-- Data to process start --

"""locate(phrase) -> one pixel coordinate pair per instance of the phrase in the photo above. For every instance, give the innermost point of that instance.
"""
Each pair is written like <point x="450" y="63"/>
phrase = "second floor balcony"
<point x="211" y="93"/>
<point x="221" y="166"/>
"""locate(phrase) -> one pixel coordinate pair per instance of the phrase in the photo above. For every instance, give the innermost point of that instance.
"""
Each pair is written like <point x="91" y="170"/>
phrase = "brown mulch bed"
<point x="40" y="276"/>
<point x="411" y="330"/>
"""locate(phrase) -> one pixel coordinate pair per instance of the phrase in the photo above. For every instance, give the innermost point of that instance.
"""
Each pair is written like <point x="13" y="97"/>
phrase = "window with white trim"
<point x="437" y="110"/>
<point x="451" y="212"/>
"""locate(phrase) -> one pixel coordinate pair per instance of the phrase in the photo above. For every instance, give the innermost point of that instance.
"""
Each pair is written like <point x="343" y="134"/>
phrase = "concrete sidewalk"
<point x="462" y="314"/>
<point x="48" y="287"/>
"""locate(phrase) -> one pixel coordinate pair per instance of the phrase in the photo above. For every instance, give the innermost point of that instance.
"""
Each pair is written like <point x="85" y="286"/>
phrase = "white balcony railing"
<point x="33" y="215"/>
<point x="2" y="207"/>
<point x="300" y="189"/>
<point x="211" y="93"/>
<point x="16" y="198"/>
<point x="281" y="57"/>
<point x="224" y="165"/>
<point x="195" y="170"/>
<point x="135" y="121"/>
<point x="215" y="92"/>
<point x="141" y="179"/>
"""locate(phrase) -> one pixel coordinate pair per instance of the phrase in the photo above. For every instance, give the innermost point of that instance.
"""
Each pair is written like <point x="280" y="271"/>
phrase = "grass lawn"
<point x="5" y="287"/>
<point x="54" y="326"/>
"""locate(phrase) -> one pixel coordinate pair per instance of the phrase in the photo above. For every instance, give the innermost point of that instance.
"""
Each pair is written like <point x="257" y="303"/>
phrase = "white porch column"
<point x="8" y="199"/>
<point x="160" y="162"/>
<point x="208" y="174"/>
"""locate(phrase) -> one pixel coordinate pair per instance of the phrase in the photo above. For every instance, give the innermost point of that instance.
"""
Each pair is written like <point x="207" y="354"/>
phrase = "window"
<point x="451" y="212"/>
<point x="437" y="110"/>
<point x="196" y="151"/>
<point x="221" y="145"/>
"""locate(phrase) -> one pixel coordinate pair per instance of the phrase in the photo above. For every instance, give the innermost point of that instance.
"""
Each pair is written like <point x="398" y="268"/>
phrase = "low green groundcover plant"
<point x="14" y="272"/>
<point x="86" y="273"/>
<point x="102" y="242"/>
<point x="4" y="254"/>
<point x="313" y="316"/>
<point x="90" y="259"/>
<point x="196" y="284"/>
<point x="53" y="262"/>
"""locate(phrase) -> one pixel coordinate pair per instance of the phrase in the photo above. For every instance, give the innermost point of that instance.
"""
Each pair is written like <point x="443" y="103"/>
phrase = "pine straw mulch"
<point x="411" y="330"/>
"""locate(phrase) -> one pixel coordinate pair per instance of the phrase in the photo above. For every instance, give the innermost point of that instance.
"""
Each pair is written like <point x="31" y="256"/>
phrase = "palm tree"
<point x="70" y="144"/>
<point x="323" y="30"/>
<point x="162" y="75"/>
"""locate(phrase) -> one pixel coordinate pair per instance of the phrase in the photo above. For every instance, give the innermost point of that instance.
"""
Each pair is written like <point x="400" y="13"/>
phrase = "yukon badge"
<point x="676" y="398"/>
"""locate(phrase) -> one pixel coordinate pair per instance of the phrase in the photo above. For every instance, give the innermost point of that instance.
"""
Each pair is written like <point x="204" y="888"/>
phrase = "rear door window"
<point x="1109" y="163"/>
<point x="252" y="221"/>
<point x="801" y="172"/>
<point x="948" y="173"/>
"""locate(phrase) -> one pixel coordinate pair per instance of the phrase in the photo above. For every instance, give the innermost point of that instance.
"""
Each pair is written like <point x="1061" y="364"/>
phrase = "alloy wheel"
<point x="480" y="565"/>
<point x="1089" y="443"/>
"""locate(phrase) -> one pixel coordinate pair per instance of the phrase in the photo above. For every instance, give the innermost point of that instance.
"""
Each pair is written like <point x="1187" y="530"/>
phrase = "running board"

-- Data to process end --

Aim of the task: Your task is to repeat the data exactly, with nothing left out.

Solved exercise:
"""locate(phrase) -> one pixel coordinate pair per instance of the phrase in the photo above. For every instance, give the innermost point of that instance.
"""
Each pair is written like <point x="450" y="63"/>
phrase = "second floor balcony"
<point x="211" y="93"/>
<point x="221" y="166"/>
"""locate(phrase) -> one pixel coordinate pair per instance of the phrase in the photo above. For every instance, give the innermost point of that instance.
"""
Each pair is written like <point x="91" y="170"/>
phrase = "brown mulch bed"
<point x="40" y="276"/>
<point x="411" y="330"/>
"""locate(phrase) -> one pixel coordinate pair per instance of the phrase in the photo above. For every instance, give the innermost point of that instance.
"""
Each pair is written like <point x="13" y="97"/>
phrase = "window with white trim"
<point x="437" y="110"/>
<point x="451" y="212"/>
"""locate(phrase) -> one pixel coordinate pair per instance of the phrase in the photo above. For every instance, give the innermost point of that instance.
"""
Each pair is written like <point x="343" y="134"/>
phrase = "concrete sidewalk"
<point x="462" y="314"/>
<point x="48" y="287"/>
"""locate(phrase) -> one pixel coordinate pair per instance of the phrase in the photo above. For every instance, give the innermost point of that instance.
"""
Each pair is written like <point x="85" y="286"/>
phrase = "white balcony railing"
<point x="33" y="215"/>
<point x="2" y="207"/>
<point x="300" y="189"/>
<point x="211" y="93"/>
<point x="16" y="198"/>
<point x="281" y="57"/>
<point x="224" y="165"/>
<point x="195" y="170"/>
<point x="135" y="121"/>
<point x="215" y="92"/>
<point x="141" y="179"/>
"""locate(phrase) -> one pixel coordinate pair per instance of the phrase in the photo above. For every instance, give the innermost point of that instance.
"""
Each pair is written like <point x="280" y="271"/>
phrase = "grass lawn"
<point x="5" y="287"/>
<point x="54" y="326"/>
"""locate(phrase) -> one pixel coordinate pair per instance of the phrase in the photo above. For every instance, give the innermost point of that instance.
"""
Each pair is written like <point x="257" y="303"/>
phrase = "white porch column"
<point x="8" y="199"/>
<point x="160" y="162"/>
<point x="208" y="174"/>
"""locate(phrase) -> one pixel coordinate pair per instance of the phrase in the photo above. For every instance, give the innermost point of that instance.
"""
Each pair is written like <point x="207" y="354"/>
phrase = "window"
<point x="451" y="212"/>
<point x="437" y="110"/>
<point x="196" y="151"/>
<point x="221" y="145"/>
"""locate(phrase) -> one pixel coordinate pair per instance of the phrase in the photo above. For every instance, give the innermost point of that instance.
"""
Each pair is written like <point x="398" y="268"/>
phrase = "low green groundcover plant"
<point x="14" y="272"/>
<point x="86" y="273"/>
<point x="102" y="242"/>
<point x="4" y="254"/>
<point x="313" y="316"/>
<point x="90" y="259"/>
<point x="196" y="284"/>
<point x="53" y="262"/>
"""locate(phrase) -> one pixel coordinate pair per instance of the phrase in the photo above. For every instance, give the innermost point of that instance.
"""
Each pair is written like <point x="443" y="103"/>
phrase = "pine straw mulch"
<point x="411" y="330"/>
"""locate(phrase) -> one pixel coordinate pair per instance of the phrase in the photo above. For every instance, give the innermost point of that instance.
"""
Each pair is written like <point x="31" y="256"/>
phrase = "palm tree"
<point x="70" y="144"/>
<point x="323" y="30"/>
<point x="162" y="75"/>
"""locate(phrase) -> one pixel coordinate pair per instance of the phrase in the photo above. For every instance, give the innermost point of that instance.
"""
Each pair is written like <point x="400" y="13"/>
phrase = "yukon badge"
<point x="676" y="398"/>
"""locate(phrase) -> one pixel coordinate pair per instance of the phrase in the photo above. For every instance, give the innermost point of that instance.
"""
Each pair is written like <point x="204" y="888"/>
phrase = "rear door window"
<point x="1109" y="163"/>
<point x="252" y="221"/>
<point x="801" y="172"/>
<point x="948" y="173"/>
"""locate(phrase) -> one pixel coordinate pair per instance of the phrase in the photo above. For every instance, give the innermost point of that instance.
"""
Each pair is written like <point x="1061" y="364"/>
phrase = "alloy wheel"
<point x="480" y="565"/>
<point x="1089" y="443"/>
"""locate(phrase) -> one pixel coordinate pair per instance of the phrase in the photo above. For every instance, give the innermost point of that instance.
"""
Each pair is written like <point x="1187" y="530"/>
phrase = "running board"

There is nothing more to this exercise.